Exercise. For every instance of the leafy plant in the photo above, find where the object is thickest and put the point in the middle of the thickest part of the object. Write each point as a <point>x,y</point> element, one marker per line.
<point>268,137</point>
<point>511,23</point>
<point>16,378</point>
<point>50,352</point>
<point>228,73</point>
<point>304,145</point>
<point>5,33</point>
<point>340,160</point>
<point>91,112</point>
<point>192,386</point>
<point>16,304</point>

=======

Exercise instructions: Please return the whole listing, line for line, exactly.

Solution for this exercise:
Exercise. For every instance of the leafy plant in the photo above, find where the object is thickest and put the point in the middle of the thickest part of the object. Write each point as a <point>x,y</point> element, one marker per line.
<point>268,137</point>
<point>511,23</point>
<point>16,378</point>
<point>50,352</point>
<point>228,73</point>
<point>304,145</point>
<point>5,33</point>
<point>340,160</point>
<point>91,112</point>
<point>192,386</point>
<point>16,304</point>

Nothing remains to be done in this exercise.